As questões envolvidas neste relevante tema encontram amparo no texto da Constituição Federal, particularmente no art. 5º, onde estão previstos no Título II – Dos Direitos e Garantias Fundamentais.
Em primeiro plano, indica-se o disposto pelo art. 5º, X, da CF: “são invioláveis a intimidade, a vida privada, a honra e a imagem das pessoas, assegurado o direito a indenização pelo dano material ou moral decorrente de sua violação” (grifamos). Sob outro aspecto o texto constitucional assegura a livre manifestação do pensamento (art. 5º, IV), mas não deixa de prever que “a lei punirá qualquer discriminação atentatória dos direitos e liberdades fundamentais” (art. 5º, XLI). Portanto, é praticamente unânime a segura interpretação de que todos os direitos têm seus limites em outros direitos, não podendo haver o excesso ou abuso, pois tal comportamento é ilícito. Eis por que a liberdade de manifestar o pensamento é um direito individual, tanto quanto o é a honra de uma pessoa. Diante disso, há um espaço dentro do qual as pessoas podem expressar o que pensam em relação a determinado assunto ou no tocante a um indivíduo. Ultrapassado o limite do razoável, ingressa a tutela penal da honra, cujos tipos penais dos artigos 138 a 140 do Código Penal preveem punição para a calúnia, a difamação e a injúria. Busca-se preservar a honra, nos seus espectros objetivo (a imagem da pessoa perante a sociedade; a sua reputação; o seu conceito público) e subjetivo (autoestima; amor-próprio; o conceito que cada um faz de si mesmo). Neste último aspecto – honra subjetiva – ingressa o crime de injúria do art. 140 do CP (“Injuriar alguém, ofendendo-lhe a dignidade ou o decoro”). Ninguém tem o direito de ofender outra pessoa, ferindo a sua autoestima, pois seria um nítido abuso da liberdade de manifestação do pensamento.
- - -
A FAZER: Enumere tudo o que o art. 5º, X, da Constituição Federal, tal como citado no texto selecionado, declara inviolável.

(Dados de anotação da localização de objetos)
- - -
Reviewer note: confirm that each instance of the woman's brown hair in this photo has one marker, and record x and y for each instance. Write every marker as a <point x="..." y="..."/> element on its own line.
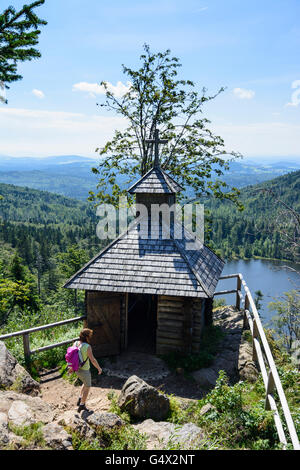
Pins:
<point x="85" y="335"/>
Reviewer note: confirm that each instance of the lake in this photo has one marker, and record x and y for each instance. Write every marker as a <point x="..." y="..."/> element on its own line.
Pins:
<point x="270" y="277"/>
- - -
TAREFA CONCLUÍDA:
- a intimidade
- a vida privada
- a honra
- a imagem das pessoas